[Source text]:
Local authorities ordered the evacuation of Hamburg on July 28, before the city was visited by another firestorm on the night of July 29-30, the result of a raid by around 770 RAF bombers.
The last of the raids in this series took place on August 2-3. This was less successful, with around 740 RAF bombers becoming scattered after encountering bad weather.
By the time Operation Gomorrah ended, between 34,000 and 43,000 people had been killed in the six raids. With around half of all homes in the city destroyed, approximately 1 million of the population of 1.7 million were forced to flee.
The following tweet thread, from historian Alan Allport, is well worth looking at for a concise summary of the Gomorrah raids:
Ultimately, the raids on Hamburg would not be repeated in terms of scale or brutal effectiveness. As the RAF turned to targets further away, the raids became more costly once again, while the Germans also made moves to improve their anti-aircraft defenses.
Of course, diverting fighter aircraft and anti-aircraft artillery to German cities meant fewer weapons elsewhere, including on the front lines, although the overall effectiveness of the area bombing campaign against German cities remains a subject of debate.
But for Air Marshal Arthur Harris, the chief of Bomber Command, the purpose of the campaign was very clear, as he expressed in October 1943:
“The aim of the Combined Bomber Offensive … should be unambiguously stated [as] the destruction of German cities, the killing of German workers, and the disruption of civilized life throughout Germany … The destruction of houses, public utilities, transport and lives, the creation of a refugee problem on an unprecedented scale, and the breakdown of morale both at home and at the battle fronts by fear of extended and intensified bombing, are accepted and intended aims of our bombing policy. They are not by-products of attempts to hit factories.”
While Bomber Command did continue raids of this kind until the end of the war, including against Dresden, it was becoming increasingly clear that more accurate attacks against specific targets were possible — and, if prioritized, would almost certainly have been more effective and less costly in terms of aircrews lost.
The reason that the legacy of Operation Gomorrah sits uneasily with memories of RAF Bomber Command, and its World War II missions, is clear. This was an operation squarely intended to kill as many people — civilians — as possible, in the most efficient way. Very similar firebombing tactics would later be put to use by the USAAF over Japan, with even greater loss of civilian life.
In his comments at RAF Coningsby yesterday, King Charles addressed the problematic nature of the Allied bombing campaign directed specifically against German cities:
“We’re criticized by people who would not have come into existence if we had lost the war,” he said, accurately.
He continued: “And this is the most important thing, the objective of Bomber Command was to destroy the German capability of attacking us, that, and nothing more. We weren’t interested in killing civilians, we were only interested in destroying their cities that were producing armaments and other weapons to be used against us. And by and large, I think Bomber Command did a very good job.”
While there’s no doubt that Bomber Command made a very significant contribution to winning World War II, it came at the cost of not only more than 50,000 of the command’s own aircrew, but also as many as 600,000 German civilians killed in bombing raids. Very clearly, war planners were interested in killing civilians. As for the parts of Hamburg specifically targeted in July 1943, they were not chosen for “producing armaments and other weapons,” but because they housed civilian workers and their families.
The moral implications of this and similar decisions, and the question of how this bombing campaign affected the course of the war, should not be ignored.
The 80th anniversary of Operation Gomorrah is perhaps as good a time as any to revisit this less palatable part of Bomber Command’s history and finally look at it in a more balanced way.

[What the exercise asks]: Rewrite the Operation Gomorrah passage starting at "Local authorities ordered" and ending at "770 RAF bombers.", putting "inferno" in place of "firestorm". The records below have no connection to the Operation Gomorrah passage.

[Material shown]:
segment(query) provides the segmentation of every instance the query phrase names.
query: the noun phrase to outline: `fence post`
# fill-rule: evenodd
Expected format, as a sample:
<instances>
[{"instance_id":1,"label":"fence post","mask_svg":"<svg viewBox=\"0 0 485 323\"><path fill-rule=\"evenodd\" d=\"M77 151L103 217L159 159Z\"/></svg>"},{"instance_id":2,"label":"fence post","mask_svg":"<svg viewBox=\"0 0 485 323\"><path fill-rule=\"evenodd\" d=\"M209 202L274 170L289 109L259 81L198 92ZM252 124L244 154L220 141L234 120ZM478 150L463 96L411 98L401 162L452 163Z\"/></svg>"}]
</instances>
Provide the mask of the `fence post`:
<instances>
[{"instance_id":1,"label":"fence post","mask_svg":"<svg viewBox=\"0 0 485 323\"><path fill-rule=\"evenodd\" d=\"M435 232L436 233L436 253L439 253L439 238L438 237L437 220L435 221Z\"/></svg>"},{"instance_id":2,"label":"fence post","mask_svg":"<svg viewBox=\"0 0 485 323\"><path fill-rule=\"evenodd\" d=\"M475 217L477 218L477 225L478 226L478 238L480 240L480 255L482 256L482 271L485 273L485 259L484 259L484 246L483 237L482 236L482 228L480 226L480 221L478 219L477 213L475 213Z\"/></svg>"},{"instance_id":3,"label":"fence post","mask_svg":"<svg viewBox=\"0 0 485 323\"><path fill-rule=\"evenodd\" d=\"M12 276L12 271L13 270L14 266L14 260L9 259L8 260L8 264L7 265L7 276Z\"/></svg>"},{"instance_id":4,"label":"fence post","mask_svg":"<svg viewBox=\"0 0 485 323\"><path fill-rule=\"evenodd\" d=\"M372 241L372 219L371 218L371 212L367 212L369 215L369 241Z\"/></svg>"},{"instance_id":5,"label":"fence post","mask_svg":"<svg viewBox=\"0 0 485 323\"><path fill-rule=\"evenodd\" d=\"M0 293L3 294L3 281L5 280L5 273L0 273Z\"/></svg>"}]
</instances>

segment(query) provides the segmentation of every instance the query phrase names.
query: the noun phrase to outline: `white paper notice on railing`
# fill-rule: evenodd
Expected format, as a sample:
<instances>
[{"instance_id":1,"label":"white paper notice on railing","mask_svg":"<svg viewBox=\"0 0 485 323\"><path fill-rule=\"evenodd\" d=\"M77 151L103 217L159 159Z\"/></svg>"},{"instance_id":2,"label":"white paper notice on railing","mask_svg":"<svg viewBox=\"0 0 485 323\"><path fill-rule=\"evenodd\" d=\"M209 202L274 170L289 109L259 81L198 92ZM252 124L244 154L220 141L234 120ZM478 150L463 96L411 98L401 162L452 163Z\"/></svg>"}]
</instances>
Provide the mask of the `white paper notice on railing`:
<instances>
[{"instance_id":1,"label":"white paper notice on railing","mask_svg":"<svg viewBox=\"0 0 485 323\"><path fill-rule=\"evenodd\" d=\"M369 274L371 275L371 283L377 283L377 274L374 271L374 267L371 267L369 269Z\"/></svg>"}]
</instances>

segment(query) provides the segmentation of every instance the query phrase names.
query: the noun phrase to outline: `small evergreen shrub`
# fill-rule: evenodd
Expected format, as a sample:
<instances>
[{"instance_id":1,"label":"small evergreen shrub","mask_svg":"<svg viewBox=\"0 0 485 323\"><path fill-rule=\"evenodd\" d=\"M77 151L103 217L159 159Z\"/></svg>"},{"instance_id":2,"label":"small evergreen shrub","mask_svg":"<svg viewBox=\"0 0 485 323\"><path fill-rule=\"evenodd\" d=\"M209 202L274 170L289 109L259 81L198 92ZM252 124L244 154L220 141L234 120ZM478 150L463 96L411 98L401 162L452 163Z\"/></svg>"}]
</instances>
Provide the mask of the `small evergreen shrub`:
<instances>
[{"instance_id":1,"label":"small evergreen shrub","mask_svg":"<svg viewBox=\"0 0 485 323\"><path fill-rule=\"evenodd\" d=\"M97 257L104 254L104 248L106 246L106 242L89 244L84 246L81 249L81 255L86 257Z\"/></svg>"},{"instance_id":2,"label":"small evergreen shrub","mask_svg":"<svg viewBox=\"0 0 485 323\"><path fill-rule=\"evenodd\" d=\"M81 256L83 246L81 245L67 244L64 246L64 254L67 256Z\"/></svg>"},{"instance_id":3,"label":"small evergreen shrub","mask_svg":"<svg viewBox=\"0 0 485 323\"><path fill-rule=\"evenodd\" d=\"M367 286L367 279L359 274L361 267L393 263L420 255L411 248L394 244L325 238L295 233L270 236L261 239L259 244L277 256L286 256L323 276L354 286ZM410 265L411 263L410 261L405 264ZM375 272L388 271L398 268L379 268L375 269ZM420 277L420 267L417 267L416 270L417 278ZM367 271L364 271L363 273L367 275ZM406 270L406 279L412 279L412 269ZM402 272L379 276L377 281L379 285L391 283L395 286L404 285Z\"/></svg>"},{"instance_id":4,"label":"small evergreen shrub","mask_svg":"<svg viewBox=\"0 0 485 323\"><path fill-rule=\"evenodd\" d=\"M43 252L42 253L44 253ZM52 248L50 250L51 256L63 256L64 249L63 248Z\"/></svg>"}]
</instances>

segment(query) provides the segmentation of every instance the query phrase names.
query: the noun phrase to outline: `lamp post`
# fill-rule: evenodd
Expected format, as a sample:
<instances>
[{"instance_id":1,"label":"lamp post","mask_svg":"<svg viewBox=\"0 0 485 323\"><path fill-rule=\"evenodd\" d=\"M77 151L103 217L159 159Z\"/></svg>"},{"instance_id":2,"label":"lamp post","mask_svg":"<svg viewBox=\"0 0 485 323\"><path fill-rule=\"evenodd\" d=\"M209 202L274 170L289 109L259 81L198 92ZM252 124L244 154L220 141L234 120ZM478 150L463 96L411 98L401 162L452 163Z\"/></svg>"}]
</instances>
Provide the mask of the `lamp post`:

[Response below]:
Local authorities ordered the evacuation of Hamburg on July 28, before the city was visited by another inferno on the night of July 29-30, the result of a raid by around 770 RAF bombers.